Instructions to follow =>
Start with the first line of the material. Repeat each line exactly through the one that contains "negative clicks: (639, 437) (726, 128)".

Segment Start: Record extracts

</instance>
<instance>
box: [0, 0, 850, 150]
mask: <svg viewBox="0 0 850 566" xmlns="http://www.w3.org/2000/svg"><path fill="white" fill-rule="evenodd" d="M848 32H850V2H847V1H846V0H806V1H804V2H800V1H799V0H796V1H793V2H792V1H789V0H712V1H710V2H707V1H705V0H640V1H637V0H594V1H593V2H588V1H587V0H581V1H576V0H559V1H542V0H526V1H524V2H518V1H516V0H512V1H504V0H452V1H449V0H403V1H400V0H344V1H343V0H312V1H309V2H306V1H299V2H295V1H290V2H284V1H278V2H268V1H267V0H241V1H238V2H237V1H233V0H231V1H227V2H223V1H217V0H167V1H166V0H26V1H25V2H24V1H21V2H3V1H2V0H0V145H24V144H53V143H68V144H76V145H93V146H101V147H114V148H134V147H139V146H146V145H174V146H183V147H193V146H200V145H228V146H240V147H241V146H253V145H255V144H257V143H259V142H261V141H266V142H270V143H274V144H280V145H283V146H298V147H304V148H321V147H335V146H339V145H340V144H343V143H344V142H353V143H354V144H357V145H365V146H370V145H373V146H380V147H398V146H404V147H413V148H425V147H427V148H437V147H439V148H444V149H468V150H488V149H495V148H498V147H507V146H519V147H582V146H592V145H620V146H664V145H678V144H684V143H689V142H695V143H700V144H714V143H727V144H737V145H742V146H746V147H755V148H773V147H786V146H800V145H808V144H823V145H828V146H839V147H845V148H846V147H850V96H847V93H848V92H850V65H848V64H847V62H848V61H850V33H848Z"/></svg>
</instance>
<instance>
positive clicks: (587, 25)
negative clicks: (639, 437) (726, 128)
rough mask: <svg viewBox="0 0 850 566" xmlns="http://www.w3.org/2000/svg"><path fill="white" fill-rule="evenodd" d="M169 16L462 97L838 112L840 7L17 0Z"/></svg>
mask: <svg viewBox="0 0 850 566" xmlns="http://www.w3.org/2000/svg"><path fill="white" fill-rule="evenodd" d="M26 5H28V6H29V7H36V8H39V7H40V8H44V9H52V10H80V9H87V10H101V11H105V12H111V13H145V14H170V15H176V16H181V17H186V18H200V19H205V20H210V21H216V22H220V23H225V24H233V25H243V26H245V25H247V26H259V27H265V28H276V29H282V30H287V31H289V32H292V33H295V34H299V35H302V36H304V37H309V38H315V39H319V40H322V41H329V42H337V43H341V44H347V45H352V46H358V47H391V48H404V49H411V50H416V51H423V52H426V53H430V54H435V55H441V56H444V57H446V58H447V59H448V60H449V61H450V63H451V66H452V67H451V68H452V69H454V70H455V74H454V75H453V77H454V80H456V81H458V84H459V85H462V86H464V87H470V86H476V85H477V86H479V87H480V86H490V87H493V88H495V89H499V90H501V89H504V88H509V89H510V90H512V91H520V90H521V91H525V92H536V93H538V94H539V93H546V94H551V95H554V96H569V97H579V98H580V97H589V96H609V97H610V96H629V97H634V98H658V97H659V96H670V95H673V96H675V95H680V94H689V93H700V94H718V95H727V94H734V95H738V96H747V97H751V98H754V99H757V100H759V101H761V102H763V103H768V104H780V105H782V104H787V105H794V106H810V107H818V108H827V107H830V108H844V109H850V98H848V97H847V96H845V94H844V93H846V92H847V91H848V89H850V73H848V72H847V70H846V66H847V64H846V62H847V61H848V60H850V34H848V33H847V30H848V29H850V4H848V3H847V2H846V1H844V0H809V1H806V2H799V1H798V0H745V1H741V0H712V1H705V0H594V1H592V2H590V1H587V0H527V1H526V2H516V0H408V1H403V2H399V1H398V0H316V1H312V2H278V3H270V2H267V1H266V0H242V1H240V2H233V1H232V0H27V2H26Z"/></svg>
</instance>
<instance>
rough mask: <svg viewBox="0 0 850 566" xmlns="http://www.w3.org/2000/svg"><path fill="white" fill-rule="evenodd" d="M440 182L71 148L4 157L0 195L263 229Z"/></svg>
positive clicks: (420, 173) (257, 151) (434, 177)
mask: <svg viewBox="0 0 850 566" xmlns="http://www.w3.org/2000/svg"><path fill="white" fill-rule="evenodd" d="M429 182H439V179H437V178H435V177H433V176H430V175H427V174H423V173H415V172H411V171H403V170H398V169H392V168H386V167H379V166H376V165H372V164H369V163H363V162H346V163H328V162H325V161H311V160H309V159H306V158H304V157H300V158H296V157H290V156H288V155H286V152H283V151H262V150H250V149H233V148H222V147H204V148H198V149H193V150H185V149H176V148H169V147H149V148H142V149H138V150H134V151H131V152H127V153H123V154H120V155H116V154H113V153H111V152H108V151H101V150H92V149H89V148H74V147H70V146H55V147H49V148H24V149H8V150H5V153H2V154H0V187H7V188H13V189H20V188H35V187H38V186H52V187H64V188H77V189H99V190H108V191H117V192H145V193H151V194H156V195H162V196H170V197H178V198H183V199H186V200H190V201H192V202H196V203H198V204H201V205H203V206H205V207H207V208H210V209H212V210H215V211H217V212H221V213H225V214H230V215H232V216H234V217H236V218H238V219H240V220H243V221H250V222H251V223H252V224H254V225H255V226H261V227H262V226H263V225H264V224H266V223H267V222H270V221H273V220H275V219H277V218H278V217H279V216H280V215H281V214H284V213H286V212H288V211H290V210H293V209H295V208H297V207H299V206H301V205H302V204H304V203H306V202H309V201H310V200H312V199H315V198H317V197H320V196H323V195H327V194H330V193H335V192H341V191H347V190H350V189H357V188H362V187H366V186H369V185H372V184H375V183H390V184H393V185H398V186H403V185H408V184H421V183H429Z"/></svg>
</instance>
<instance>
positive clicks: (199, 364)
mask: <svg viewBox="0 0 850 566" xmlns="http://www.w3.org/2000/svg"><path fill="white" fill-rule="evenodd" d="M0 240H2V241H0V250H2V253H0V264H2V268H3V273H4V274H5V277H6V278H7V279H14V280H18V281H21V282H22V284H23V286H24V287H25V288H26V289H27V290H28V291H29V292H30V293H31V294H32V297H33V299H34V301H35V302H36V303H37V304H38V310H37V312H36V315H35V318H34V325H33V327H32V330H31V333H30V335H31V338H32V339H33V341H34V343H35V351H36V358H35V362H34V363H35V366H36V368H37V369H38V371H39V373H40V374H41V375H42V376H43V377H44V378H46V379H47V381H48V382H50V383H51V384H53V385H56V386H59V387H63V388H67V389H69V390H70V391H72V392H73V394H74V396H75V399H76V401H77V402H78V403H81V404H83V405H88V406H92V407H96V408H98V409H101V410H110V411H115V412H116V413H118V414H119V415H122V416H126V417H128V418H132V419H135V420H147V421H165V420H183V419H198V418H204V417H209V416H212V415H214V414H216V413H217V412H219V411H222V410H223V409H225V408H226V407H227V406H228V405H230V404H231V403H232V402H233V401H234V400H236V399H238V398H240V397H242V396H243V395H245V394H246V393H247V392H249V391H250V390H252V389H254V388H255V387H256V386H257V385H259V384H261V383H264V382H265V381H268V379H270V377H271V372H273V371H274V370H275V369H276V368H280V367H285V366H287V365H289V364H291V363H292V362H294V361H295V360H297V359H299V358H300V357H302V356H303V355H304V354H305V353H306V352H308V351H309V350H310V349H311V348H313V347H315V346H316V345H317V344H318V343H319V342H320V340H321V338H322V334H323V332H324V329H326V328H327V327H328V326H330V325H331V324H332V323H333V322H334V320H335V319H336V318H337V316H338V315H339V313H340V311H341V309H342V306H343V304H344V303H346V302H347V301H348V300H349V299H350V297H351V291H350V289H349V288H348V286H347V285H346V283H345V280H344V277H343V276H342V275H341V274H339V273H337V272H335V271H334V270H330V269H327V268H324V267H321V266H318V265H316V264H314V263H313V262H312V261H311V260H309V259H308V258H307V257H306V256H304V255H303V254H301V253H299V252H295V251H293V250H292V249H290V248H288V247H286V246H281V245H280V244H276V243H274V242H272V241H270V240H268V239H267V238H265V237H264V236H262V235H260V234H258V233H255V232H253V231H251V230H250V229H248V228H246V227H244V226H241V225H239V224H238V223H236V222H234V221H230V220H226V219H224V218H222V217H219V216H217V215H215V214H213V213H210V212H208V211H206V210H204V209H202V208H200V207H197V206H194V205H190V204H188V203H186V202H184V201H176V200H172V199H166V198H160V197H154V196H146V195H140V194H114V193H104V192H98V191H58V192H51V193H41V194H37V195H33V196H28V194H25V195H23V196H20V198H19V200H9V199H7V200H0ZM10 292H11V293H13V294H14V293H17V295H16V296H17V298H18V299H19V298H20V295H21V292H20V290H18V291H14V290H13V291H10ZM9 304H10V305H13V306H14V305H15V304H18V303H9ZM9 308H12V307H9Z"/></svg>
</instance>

Segment End: Record extracts

Your response =>
</instance>
<instance>
box: [0, 0, 850, 150]
mask: <svg viewBox="0 0 850 566" xmlns="http://www.w3.org/2000/svg"><path fill="white" fill-rule="evenodd" d="M848 32H850V2H847V1H846V0H806V1H804V2H800V1H799V0H796V1H793V2H792V1H789V0H712V1H710V2H707V1H705V0H640V1H637V0H594V1H593V2H588V1H587V0H581V1H576V0H559V1H542V0H526V1H524V2H518V1H516V0H512V1H504V0H452V1H449V0H403V1H400V0H344V1H343V0H312V1H309V2H306V1H299V2H295V1H290V2H284V1H278V2H268V1H267V0H241V1H238V2H237V1H233V0H231V1H227V2H223V1H217V0H167V1H166V0H26V1H25V2H24V1H21V2H3V1H2V0H0V145H24V144H53V143H68V144H76V145H93V146H101V147H114V148H134V147H139V146H146V145H174V146H183V147H193V146H200V145H228V146H240V147H241V146H253V145H255V144H257V143H259V142H261V141H266V142H270V143H274V144H280V145H283V146H298V147H304V148H321V147H335V146H339V145H340V144H343V143H344V142H353V143H354V144H357V145H365V146H370V145H373V146H380V147H398V146H404V147H413V148H425V147H427V148H437V147H439V148H444V149H468V150H488V149H495V148H498V147H507V146H519V147H582V146H592V145H620V146H664V145H678V144H684V143H689V142H695V143H700V144H714V143H727V144H737V145H742V146H746V147H755V148H773V147H786V146H800V145H808V144H823V145H828V146H839V147H845V148H846V147H850V96H847V93H848V92H850V65H848V64H847V62H848V61H850V33H848Z"/></svg>
</instance>
<instance>
positive clicks: (587, 25)
negative clicks: (639, 437) (726, 128)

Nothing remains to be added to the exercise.